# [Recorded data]
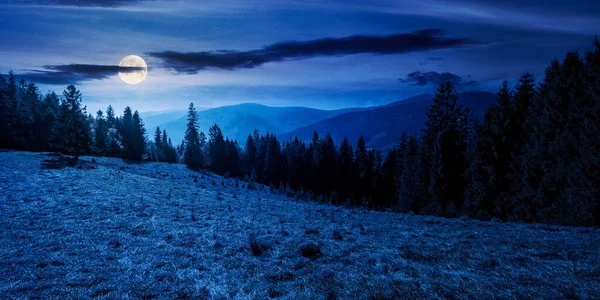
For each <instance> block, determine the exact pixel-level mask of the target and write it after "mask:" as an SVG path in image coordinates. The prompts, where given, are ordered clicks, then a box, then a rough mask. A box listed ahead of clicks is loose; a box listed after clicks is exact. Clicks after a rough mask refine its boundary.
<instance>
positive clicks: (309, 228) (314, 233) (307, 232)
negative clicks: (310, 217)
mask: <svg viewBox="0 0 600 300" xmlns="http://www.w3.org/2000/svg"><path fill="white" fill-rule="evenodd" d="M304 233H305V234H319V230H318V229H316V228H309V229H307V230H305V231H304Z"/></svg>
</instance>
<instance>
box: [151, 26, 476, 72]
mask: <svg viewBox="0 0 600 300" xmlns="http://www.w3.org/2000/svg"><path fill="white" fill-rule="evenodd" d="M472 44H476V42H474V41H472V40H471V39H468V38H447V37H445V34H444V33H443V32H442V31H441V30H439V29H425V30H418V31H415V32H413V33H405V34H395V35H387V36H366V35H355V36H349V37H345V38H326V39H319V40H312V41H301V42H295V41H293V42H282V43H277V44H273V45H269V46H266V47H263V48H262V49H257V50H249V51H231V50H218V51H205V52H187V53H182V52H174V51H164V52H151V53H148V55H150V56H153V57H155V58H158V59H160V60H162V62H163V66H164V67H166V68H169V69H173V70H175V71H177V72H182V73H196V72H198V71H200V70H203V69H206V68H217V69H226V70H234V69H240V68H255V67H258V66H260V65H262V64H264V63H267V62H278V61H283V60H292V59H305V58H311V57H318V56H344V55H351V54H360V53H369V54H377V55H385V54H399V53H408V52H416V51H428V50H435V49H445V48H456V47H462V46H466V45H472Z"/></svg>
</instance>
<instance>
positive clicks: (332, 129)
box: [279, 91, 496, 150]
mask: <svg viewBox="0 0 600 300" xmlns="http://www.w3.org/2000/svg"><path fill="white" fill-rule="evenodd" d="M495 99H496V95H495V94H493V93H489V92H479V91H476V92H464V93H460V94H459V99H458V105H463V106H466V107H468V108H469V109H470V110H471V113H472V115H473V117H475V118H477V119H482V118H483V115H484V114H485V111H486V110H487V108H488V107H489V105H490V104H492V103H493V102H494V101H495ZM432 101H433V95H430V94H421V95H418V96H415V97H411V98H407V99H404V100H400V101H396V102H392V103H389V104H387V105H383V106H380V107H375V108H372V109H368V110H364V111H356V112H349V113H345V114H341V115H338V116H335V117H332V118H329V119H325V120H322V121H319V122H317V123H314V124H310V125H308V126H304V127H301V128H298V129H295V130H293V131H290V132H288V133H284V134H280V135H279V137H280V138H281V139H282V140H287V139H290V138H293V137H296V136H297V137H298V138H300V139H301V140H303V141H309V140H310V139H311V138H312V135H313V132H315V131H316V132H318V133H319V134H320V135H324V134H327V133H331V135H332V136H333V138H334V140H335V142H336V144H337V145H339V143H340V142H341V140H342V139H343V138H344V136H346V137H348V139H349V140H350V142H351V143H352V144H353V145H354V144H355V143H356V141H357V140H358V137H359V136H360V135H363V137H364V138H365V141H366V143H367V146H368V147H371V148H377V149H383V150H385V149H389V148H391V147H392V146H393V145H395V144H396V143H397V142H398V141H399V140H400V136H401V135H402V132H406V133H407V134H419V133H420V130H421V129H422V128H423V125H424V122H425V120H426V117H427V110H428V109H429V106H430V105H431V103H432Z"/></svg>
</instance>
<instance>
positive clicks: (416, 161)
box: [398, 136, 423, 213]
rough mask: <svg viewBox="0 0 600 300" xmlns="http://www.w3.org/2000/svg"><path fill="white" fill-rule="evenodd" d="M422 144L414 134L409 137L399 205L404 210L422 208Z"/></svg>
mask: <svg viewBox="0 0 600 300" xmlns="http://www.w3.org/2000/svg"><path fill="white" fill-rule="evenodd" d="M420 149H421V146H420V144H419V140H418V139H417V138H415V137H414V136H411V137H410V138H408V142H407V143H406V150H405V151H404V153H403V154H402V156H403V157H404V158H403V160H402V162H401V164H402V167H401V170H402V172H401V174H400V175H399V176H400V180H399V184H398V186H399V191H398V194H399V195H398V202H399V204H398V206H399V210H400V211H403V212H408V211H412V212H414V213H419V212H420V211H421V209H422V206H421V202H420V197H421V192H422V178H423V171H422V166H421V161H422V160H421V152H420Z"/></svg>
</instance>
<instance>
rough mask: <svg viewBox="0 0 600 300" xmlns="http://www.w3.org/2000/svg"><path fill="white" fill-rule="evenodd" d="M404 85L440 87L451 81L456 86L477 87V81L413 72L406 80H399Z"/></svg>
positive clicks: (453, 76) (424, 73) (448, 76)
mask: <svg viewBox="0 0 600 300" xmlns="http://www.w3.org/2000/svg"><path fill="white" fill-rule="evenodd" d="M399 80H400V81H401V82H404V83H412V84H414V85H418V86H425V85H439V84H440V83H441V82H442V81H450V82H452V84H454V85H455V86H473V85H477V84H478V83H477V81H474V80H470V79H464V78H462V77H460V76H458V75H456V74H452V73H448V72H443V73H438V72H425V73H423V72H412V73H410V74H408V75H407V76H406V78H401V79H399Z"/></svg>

# [WORK INSTRUCTIONS]
An exact copy of every entry, pictures left out, is what to write here.

# [ANSWER SECTION]
For each <instance> block, determine the exact pixel-level mask of the target and write it after "mask:" as an SVG path in image coordinates. The prompts, where given, are ordered clicks, then a box, then a rough mask. A box listed ahead of clicks is loose; a box listed after clicks is exact. Clicks after a rough mask refine its boundary.
<instance>
positive clicks: (309, 228) (314, 233) (307, 232)
negative clicks: (310, 217)
mask: <svg viewBox="0 0 600 300" xmlns="http://www.w3.org/2000/svg"><path fill="white" fill-rule="evenodd" d="M304 233H305V234H319V230H318V229H316V228H309V229H307V230H305V231H304Z"/></svg>
</instance>
<instance>
box: [151, 26, 476, 72]
mask: <svg viewBox="0 0 600 300" xmlns="http://www.w3.org/2000/svg"><path fill="white" fill-rule="evenodd" d="M472 44H476V42H474V41H472V40H471V39H468V38H447V37H445V34H444V33H443V32H442V31H441V30H439V29H425V30H418V31H415V32H413V33H405V34H395V35H387V36H366V35H355V36H349V37H345V38H326V39H319V40H312V41H301V42H295V41H293V42H282V43H277V44H273V45H269V46H266V47H263V48H262V49H257V50H249V51H231V50H218V51H205V52H187V53H182V52H174V51H164V52H151V53H148V55H150V56H153V57H155V58H158V59H160V60H162V62H163V66H164V67H166V68H169V69H173V70H175V71H177V72H182V73H196V72H198V71H200V70H203V69H206V68H217V69H226V70H234V69H240V68H255V67H258V66H260V65H262V64H264V63H267V62H278V61H283V60H292V59H305V58H311V57H318V56H344V55H351V54H360V53H369V54H377V55H385V54H399V53H408V52H416V51H428V50H435V49H445V48H456V47H462V46H466V45H472Z"/></svg>
</instance>
<instance>
positive clicks: (332, 129)
box: [279, 91, 496, 150]
mask: <svg viewBox="0 0 600 300" xmlns="http://www.w3.org/2000/svg"><path fill="white" fill-rule="evenodd" d="M495 99H496V95H495V94H493V93H489V92H479V91H476V92H464V93H460V94H459V99H458V105H463V106H466V107H468V108H469V109H470V110H471V113H472V115H473V117H475V118H477V119H482V118H483V115H484V114H485V111H486V110H487V108H488V107H489V105H490V104H492V103H493V102H494V101H495ZM432 101H433V95H430V94H421V95H418V96H415V97H411V98H407V99H404V100H400V101H396V102H392V103H389V104H387V105H383V106H380V107H375V108H372V109H368V110H364V111H356V112H349V113H345V114H341V115H338V116H335V117H332V118H329V119H325V120H322V121H319V122H317V123H314V124H310V125H308V126H304V127H301V128H298V129H295V130H293V131H290V132H288V133H284V134H280V135H279V137H280V138H281V139H282V140H287V139H290V138H293V137H296V136H297V137H298V138H300V139H301V140H303V141H309V140H310V139H311V138H312V135H313V132H315V131H316V132H318V133H319V134H320V135H324V134H327V133H331V135H332V136H333V138H334V140H335V142H336V144H337V145H339V143H340V142H341V140H342V139H343V138H344V136H346V137H348V139H349V140H350V142H351V143H352V144H353V145H354V144H355V143H356V141H357V140H358V137H359V136H360V135H363V137H364V138H365V141H366V143H367V146H368V147H371V148H377V149H383V150H385V149H389V148H391V147H392V146H393V145H395V144H396V143H397V142H398V141H399V140H400V136H401V135H402V132H406V133H407V134H419V133H420V130H421V129H422V128H423V125H424V122H425V120H426V117H427V110H428V109H429V106H430V105H431V103H432Z"/></svg>
</instance>
<instance>
positive clicks: (416, 161)
box: [398, 136, 423, 213]
rough mask: <svg viewBox="0 0 600 300" xmlns="http://www.w3.org/2000/svg"><path fill="white" fill-rule="evenodd" d="M422 144L414 134L409 137L399 205L404 210L422 208Z"/></svg>
mask: <svg viewBox="0 0 600 300" xmlns="http://www.w3.org/2000/svg"><path fill="white" fill-rule="evenodd" d="M420 149H421V146H420V144H419V140H418V139H417V138H415V137H414V136H411V137H410V138H408V142H407V143H406V150H405V151H404V153H403V154H402V156H403V157H404V158H403V160H402V162H401V164H402V167H401V170H402V172H401V174H400V175H399V176H400V180H399V184H398V186H399V191H398V194H399V195H398V202H399V204H398V206H399V210H400V211H403V212H408V211H412V212H414V213H419V212H420V211H421V209H422V206H421V202H420V197H421V192H422V178H423V171H422V166H421V161H422V160H421V152H420Z"/></svg>
</instance>
<instance>
rough mask: <svg viewBox="0 0 600 300" xmlns="http://www.w3.org/2000/svg"><path fill="white" fill-rule="evenodd" d="M404 85L440 87L451 81L456 86L477 87V81L413 72L406 80H399Z"/></svg>
positive clicks: (453, 76) (424, 73) (448, 76)
mask: <svg viewBox="0 0 600 300" xmlns="http://www.w3.org/2000/svg"><path fill="white" fill-rule="evenodd" d="M399 80H400V81H401V82H404V83H412V84H414V85H418V86H425V85H439V84H440V83H441V82H442V81H450V82H452V84H454V85H455V86H473V85H477V84H478V83H477V81H474V80H470V79H464V78H462V77H460V76H458V75H456V74H452V73H448V72H443V73H438V72H425V73H423V72H412V73H410V74H408V75H407V76H406V78H401V79H399Z"/></svg>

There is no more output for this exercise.